THE EXERCISE> Copy out all of the data below with no alterations.
--- begin ---
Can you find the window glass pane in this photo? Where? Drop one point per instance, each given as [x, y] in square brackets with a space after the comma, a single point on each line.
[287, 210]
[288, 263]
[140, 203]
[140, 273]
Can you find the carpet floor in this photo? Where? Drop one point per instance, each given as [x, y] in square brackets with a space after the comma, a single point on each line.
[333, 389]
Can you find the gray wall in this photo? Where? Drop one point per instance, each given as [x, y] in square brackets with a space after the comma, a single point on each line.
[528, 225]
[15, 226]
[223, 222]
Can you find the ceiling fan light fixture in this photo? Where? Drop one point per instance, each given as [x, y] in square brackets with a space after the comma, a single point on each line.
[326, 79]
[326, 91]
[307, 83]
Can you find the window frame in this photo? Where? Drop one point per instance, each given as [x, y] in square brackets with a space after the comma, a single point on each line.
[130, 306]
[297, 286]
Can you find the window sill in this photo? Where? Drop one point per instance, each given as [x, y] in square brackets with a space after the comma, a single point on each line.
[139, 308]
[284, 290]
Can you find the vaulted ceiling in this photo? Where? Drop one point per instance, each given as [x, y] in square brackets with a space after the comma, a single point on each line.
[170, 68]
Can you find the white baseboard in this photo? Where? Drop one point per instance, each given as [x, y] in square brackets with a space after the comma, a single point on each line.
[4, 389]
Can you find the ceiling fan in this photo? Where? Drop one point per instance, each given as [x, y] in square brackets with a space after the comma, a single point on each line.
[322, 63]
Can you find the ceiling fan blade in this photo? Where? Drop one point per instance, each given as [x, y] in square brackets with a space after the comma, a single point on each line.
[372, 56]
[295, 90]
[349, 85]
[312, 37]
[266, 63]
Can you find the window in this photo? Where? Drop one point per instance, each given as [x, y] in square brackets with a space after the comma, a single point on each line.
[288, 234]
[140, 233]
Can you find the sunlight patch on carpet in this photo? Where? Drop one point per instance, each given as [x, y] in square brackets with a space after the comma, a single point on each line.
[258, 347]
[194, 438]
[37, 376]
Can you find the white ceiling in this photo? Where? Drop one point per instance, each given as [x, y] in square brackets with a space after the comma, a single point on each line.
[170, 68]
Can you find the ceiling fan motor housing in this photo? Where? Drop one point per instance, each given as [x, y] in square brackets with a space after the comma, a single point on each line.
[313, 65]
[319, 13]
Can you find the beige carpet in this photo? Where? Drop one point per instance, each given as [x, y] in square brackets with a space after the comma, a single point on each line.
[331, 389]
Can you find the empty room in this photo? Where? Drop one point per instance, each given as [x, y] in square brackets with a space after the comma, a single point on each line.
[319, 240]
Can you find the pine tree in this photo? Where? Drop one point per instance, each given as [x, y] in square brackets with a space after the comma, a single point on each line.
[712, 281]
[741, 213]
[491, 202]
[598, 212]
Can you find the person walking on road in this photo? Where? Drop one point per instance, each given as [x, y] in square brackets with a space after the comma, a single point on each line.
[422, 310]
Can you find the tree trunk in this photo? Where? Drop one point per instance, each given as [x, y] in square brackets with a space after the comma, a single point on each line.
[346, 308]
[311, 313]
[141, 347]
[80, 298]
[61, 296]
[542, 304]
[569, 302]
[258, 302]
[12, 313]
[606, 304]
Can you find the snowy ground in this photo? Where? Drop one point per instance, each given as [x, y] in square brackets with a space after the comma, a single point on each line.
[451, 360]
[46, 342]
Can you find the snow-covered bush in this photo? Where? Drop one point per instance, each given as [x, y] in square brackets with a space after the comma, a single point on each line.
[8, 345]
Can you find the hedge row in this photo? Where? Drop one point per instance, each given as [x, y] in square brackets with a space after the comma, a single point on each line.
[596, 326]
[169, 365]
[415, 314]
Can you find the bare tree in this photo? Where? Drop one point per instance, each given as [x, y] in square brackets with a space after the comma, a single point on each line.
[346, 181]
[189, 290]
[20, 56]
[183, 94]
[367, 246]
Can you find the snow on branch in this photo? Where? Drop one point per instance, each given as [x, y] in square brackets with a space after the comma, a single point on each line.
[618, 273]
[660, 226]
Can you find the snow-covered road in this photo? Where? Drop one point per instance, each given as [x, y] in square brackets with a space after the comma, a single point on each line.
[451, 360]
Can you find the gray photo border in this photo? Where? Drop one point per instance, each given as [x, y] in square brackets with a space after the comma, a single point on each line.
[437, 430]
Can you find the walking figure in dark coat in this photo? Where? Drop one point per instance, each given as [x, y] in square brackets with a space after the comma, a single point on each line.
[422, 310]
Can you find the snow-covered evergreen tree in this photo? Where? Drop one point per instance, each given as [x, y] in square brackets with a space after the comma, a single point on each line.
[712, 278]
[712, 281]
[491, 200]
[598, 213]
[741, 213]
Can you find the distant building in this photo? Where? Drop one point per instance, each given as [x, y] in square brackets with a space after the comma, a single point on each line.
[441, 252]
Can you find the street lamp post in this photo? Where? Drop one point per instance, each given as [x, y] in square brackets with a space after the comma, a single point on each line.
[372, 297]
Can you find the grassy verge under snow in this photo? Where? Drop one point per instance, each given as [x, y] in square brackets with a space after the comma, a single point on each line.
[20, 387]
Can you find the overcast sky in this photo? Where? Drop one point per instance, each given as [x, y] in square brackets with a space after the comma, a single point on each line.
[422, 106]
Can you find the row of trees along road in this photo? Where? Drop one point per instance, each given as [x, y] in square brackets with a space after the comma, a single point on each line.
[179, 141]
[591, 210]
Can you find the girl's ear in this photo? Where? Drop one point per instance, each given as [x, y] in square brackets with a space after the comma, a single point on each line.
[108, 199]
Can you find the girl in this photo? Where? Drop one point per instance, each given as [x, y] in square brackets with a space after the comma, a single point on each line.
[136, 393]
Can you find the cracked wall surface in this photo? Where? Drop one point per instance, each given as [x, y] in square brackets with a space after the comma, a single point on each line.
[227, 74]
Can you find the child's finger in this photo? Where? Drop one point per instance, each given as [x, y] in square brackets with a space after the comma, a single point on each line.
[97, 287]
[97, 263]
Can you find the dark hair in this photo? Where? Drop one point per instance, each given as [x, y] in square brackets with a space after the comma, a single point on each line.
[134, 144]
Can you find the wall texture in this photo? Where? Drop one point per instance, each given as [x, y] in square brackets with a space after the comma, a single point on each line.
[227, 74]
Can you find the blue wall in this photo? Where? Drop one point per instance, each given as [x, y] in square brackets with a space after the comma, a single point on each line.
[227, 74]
--- end ---
OUTPUT FOR THIS TASK>
Can you find the window glass pane in this photo? Where? Drop one point per instance, each given as [x, y] in square brackets with a space after the comma, a single point on each line.
[287, 210]
[288, 263]
[140, 203]
[140, 273]
Can you find the carpet floor in this photo? Where? Drop one point per instance, each given as [x, y] in square brackets with a space after the comma, a single point on each line.
[333, 389]
Can you find the gray wall in this photo? Where? Drop one point per instance, each given as [x, y] in square brackets with a space after the comma, a single point on each line.
[528, 225]
[15, 226]
[223, 222]
Can you find the ceiling fan light fixture in this photo? Where? Drop one point per instance, each given as [x, y] in square brackets with a space after the comma, a single point on each line.
[326, 79]
[326, 91]
[307, 83]
Can you find the window frame in this photo? Where? Drop one point per instance, each given as [x, y] in square brackets with a space after the comma, a single point on each line.
[130, 306]
[297, 286]
Can you find the window sill in this photo? Where? Drop one point per instance, each given as [x, y] in square brackets with a space after the comma, a single point on each line.
[139, 308]
[284, 290]
Can you find the vaulted ceiling in this photo? Where? Drop one point per instance, each given as [x, y] in square brackets with a space after the comma, a single point on each line.
[170, 68]
Can you find the white baseboard in this photo? Where? Drop one point per instance, each given as [x, y] in square brackets with a space after the comma, a single point on each line.
[4, 389]
Can you find the ceiling fan in this photo? Where? Drop one point per instance, each given as [x, y] in square brackets with a space after the comma, a single point on each line.
[322, 63]
Can you find the ceiling fan blade in this photo? Where? Drop one point per instance, each given as [x, y] in square brackets with a space after the comma, a single point on each line.
[372, 56]
[295, 90]
[349, 85]
[312, 37]
[266, 63]
Can you find the window in this photo? Where? Drop one point per instance, each given as [x, y] in square brackets with a space after the comma, a single point on each line.
[288, 234]
[140, 233]
Can you find the sunlight patch on carpet in this photo? Where? Drop one point per instance, each given as [x, y] in square brackets with a space after the comma, a single point on each line.
[258, 347]
[194, 438]
[37, 376]
Can you find the white ceiling in this photo? Where? Drop one point per instance, each given as [x, y] in square brackets with a space after the comma, a single point on each line.
[170, 68]
Can you find the ceiling fan motor housing in this photo? Where? Drop one point per instance, each given as [x, y] in square brackets with a space after the comma, a single point on each line.
[313, 65]
[319, 13]
Can you find the beige carpet in this photo? Where? Drop one point per instance, each given as [x, y] in square brackets with a space after the comma, a single point on each line.
[331, 389]
Can you find the empty room in this photo? Where? Drop one point per instance, each given as [x, y] in square brackets with a space after the comma, a single point on each line.
[319, 240]
Can you find the pine tree in this photo? Where? Drop one point per instance, each given as [x, y] in square brackets with a space after the comma, a single point on each line.
[712, 281]
[741, 213]
[491, 202]
[598, 212]
Can you find the person walking on road in this photo? Where? Drop one point per instance, each given as [x, y] in square brackets with a space after the comma, a single point on each line.
[422, 310]
Can you find the tree trunk in this photo? Where? Drop one point per instance, each given as [x, y] in square brackets with a space after the comma, a single point on each line.
[346, 308]
[311, 313]
[141, 347]
[80, 298]
[61, 296]
[542, 304]
[569, 302]
[258, 302]
[12, 313]
[606, 304]
Can you find the snowy ground in this photo? Where? Drop one point per instance, each given as [x, y] in square brackets with a space after the comma, a single point on each line.
[451, 360]
[46, 342]
Can you find the snow-covered bush in this photo? Where? Drop one point per instance, each given as [x, y] in square brackets with a space after the comma, a single point on each line.
[8, 345]
Can you find the hedge row in this photo? Where? Drop one point per instance, each given as [x, y] in square brackets with a space after the comma, a single point on each line.
[596, 326]
[169, 365]
[415, 314]
Can you find the bare tree in this photo? Where? Drop one point per instance, each given as [x, y] in square brackets with a space after the comma, a single point on each line.
[346, 181]
[189, 290]
[20, 56]
[183, 94]
[367, 246]
Can you find the snow on branch in this photo? Where? Drop one point per instance, each given as [x, y] in square brackets with a space after the comma, a single point on each line.
[618, 273]
[660, 226]
Can you find the snow-covered road in this photo? Where? Drop one point per instance, each given as [x, y] in square brackets with a space after the comma, a single point on each line.
[451, 360]
Can you find the gray photo border in this photo? Where? Drop one point per instance, each given as [x, y] in square brackets with a space after the comma, a single point on each line.
[437, 430]
Can you find the walking figure in dark coat in this photo? Where? Drop one point per instance, each given as [x, y] in square brackets with a space after the comma, a single point on each line.
[422, 310]
Can you find the snow-covered evergreen tree in this photo? Where? Drop one point per instance, each given as [x, y] in square brackets with a space after the comma, a single point on each line.
[712, 278]
[712, 281]
[491, 200]
[598, 213]
[741, 213]
Can you find the distant building in this photo? Where? Drop one point per instance, each given as [x, y] in square brackets with a space after the comma, a single point on each line.
[441, 252]
Can you find the street lamp post in this photo? Where? Drop one point per instance, each given as [x, y] in square brackets with a space after the comma, a single point on each line.
[372, 297]
Can you find the grassy verge under snow in this photo? Where? Drop one point per instance, each given as [x, y] in square brackets with a space after the comma, a single point on each line.
[20, 387]
Can you find the overcast sky in this photo? Where? Drop one point per instance, each given as [x, y] in square brackets with a space after the comma, a single point on each line.
[422, 106]
Can you find the row of trees along road in this photo? Where? Drop one point per instance, each given as [x, y] in square brackets with a space after the comma, a single point on each line.
[179, 141]
[591, 210]
Can you find the girl's ear in this photo? Where? Drop one point per instance, each given as [x, y] in square brackets with a space after the comma, a single point on each line.
[108, 199]
Can you find the girl in this photo? Where? Drop one point per instance, each given as [x, y] in square brackets with a space after the comma, a single point on each line.
[136, 393]
Can you find the cracked wall surface in this photo? Where? Drop one point per instance, each given as [x, y] in square brackets with a space after the comma, a single point on each line.
[227, 74]
Can you find the child's finger in this photo? Where? Drop one point per instance, each given as [x, y] in square brackets with a space after the comma, a single point on each line.
[97, 287]
[97, 263]
Can you find the dark hair in this photo? Where? Drop one point per instance, each given as [x, y] in square brackets with a space after the comma, a single point on each line.
[134, 144]
Can you find the wall texture in this photo? Where? Drop one point per instance, each given as [x, y] in square brackets with a space after the comma, a single point on each line.
[227, 74]
Can you find the blue wall in this photo? Where? Drop one point per instance, each given as [x, y] in square brackets with a space after the comma, a single point on each line.
[227, 74]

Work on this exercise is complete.